[Dataset records]
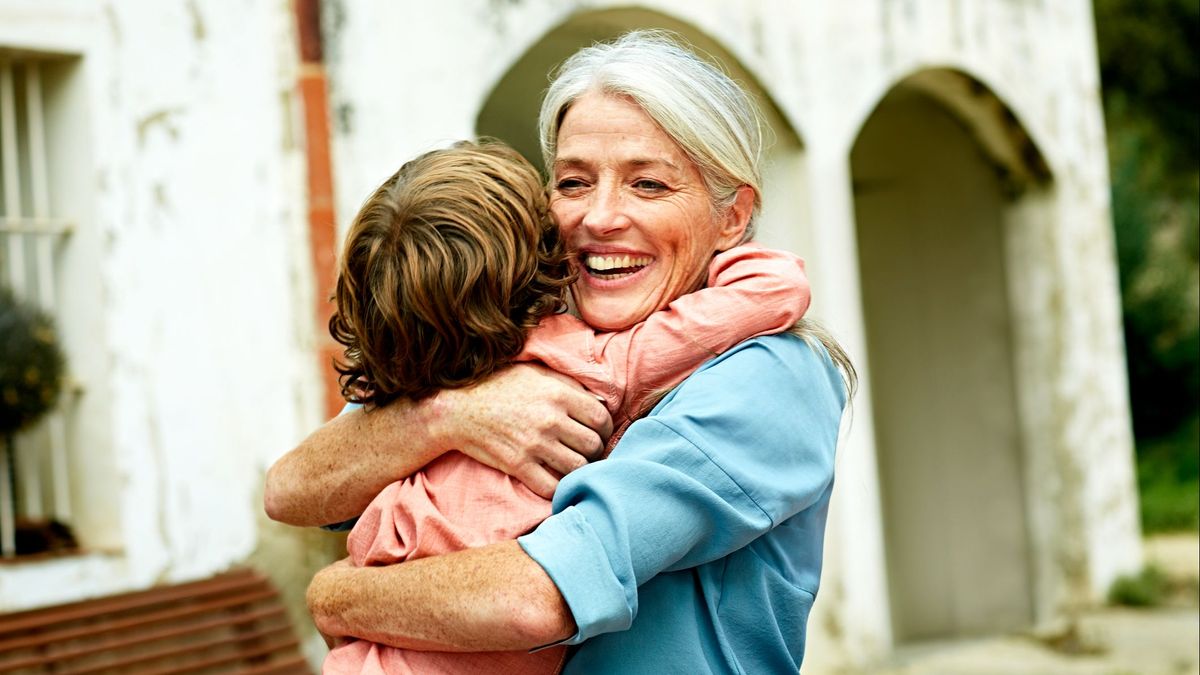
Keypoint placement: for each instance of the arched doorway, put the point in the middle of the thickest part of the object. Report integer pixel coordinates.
(936, 171)
(510, 111)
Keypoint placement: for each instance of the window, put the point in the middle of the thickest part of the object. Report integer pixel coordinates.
(35, 484)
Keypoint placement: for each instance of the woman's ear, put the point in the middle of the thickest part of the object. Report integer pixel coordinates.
(736, 219)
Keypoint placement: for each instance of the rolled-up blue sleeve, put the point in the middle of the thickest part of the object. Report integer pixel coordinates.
(741, 446)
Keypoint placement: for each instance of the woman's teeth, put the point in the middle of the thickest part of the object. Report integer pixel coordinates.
(615, 267)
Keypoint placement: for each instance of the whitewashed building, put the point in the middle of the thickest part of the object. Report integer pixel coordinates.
(940, 163)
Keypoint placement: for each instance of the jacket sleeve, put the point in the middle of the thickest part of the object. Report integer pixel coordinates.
(750, 291)
(739, 447)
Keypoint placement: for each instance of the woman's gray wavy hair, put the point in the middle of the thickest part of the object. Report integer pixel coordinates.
(697, 105)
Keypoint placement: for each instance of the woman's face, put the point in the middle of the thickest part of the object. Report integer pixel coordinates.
(634, 208)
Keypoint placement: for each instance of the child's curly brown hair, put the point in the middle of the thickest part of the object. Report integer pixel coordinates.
(445, 269)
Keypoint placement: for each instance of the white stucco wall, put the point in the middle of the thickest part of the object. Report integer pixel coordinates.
(189, 281)
(826, 66)
(193, 333)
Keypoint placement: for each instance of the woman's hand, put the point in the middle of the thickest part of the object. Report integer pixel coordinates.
(527, 420)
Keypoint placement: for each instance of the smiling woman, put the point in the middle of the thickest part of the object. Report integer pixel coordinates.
(633, 204)
(696, 547)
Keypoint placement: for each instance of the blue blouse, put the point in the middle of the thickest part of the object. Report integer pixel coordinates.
(696, 545)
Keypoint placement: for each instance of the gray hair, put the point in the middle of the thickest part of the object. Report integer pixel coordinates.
(697, 105)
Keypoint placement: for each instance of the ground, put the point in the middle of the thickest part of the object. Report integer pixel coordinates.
(1163, 640)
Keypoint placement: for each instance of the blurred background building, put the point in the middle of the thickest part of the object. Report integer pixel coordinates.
(177, 173)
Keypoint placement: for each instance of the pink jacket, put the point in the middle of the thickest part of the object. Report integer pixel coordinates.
(456, 502)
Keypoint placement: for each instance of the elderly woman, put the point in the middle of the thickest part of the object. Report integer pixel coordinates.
(696, 545)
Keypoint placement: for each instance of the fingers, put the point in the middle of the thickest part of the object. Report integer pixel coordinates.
(564, 460)
(588, 411)
(539, 479)
(581, 440)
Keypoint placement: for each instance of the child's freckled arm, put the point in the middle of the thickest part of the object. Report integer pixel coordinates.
(751, 291)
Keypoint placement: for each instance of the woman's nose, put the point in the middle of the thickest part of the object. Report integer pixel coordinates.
(606, 214)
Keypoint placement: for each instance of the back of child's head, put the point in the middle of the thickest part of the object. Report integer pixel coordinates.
(444, 270)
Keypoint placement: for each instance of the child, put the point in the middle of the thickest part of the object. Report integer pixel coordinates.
(451, 270)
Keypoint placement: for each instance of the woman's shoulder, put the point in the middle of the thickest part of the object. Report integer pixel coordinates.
(780, 354)
(767, 371)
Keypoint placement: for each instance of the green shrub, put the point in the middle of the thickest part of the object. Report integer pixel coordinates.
(1147, 587)
(31, 364)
[/Dataset records]
Exercise directions:
Reproduce the records above exactly, leaving out every picture they contain.

Response for this exercise:
Keypoint placement: for each instance of the arched doorway, put the point in the middle of the thickest part of the object. Report integer pixel coordinates.
(936, 171)
(510, 111)
Keypoint placement: for each instance of the window, put the point in the middle of the thickest part of the object. Report integer pixel coordinates.
(35, 484)
Keypoint placement: for each instance of the woman's ear, put the point in the middle of the thickest part of the object. Report integer pixel coordinates.
(736, 219)
Keypoint placement: for each instance of the rolled-up blue sleeve, put the point in the middle of the thickest part of the object. Report integer pixel coordinates.
(741, 446)
Keypoint placement: for each instance of the woman's teeth, put the point in the middle of the thickest part of the object. Report integer pixel coordinates.
(615, 267)
Keypoint placement: for each instance of the whitewashed building, put the point in the middle of the thickest part of the object. Report integer pixel coordinates.
(940, 163)
Keypoint placement: for each instance of the jacket sleeve, put the point in the middle of the thickest part of the object. Report integer pixel coordinates.
(750, 291)
(739, 447)
Keypoint placement: for each instance of the woman's gray wavy hair, put the point in the middle of the thickest part of the object. Report integer pixel coordinates.
(697, 105)
Keypoint placement: for each instance of the woman's face, put the point in the middle of the thickest part of the object. Report integer pixel coordinates.
(634, 208)
Keypoint placement: for each instance of the child's curly brown hair, put the point in the middle of the thickest part of the object. Report integer pixel coordinates.
(445, 269)
Keypoint placement: for each instance of the white stucco wall, put the point in the middle of the thickest part of the object. Report integer pixel coordinates.
(189, 281)
(826, 66)
(193, 333)
Keypoint placement: for each instance of the woman's hand, put the point in the middle of the thickest part of the object. Report integer pixel coordinates.
(527, 420)
Keypoint placement: for each instance of the smiling woman, put the point in the middle of the thickest part of the object. Report integer pixel coordinates.
(633, 204)
(696, 547)
Keypoint placement: for each instance of the blue blouse, put the point in the middle of the thickest part of the object. Report integer pixel coordinates.
(696, 545)
Keypoint placement: for each instance of the gray hair, put the point in the middle of the thickest part of the object. Report integer pixel coordinates.
(697, 105)
Keypoint placement: for each instance of the ground, put the point in the middle of the thickest part of the object. Report integer pixel coordinates.
(1163, 640)
Keypoint placement: for each instance of the blurred background building, put the point in the middle of the thickest part of the object. Report integer pixel coordinates.
(177, 173)
Keypoint placement: for each instance of the pink jacket, put the point in the middle of the thickest part of the object. Report integer pixel coordinates.
(456, 502)
Keypoint placement: for each instance of the elderly woman, put the point in the middle of the thickest part of the object. Report integer pixel coordinates.
(696, 545)
Keypoint placement: for each instance of the fingers, put the point in the middle of the thickest part of the object. Report integer pixel coordinates.
(564, 460)
(588, 411)
(539, 479)
(581, 440)
Keypoint placement: for each instance of the child's freckled arm, put the point in the middle of the thickest part of the object. Report integer pixel coordinates.
(751, 291)
Keypoint placement: for each instance of the woman's nose, put the point in the middle of the thickest part of the object. Report integer pixel coordinates.
(606, 214)
Keypoint placement: for each instance of the back of child's head, put the point in the middle of the thickest part of the object. Report integer pixel coordinates.
(444, 270)
Keypoint placement: for each instance of the child, put the point in the middle of the thickest part of the object. Report integer pixel coordinates.
(451, 270)
Keypoint placement: for each instance of the woman's shoulder, put the point in the middle of the thickest part of the object. Report integer pixel coordinates.
(780, 354)
(767, 371)
Keypoint placement: for each instance of the green shrub, put the point in the middle of the thickest part of the object. Report integer pixel coordinates.
(1147, 587)
(31, 364)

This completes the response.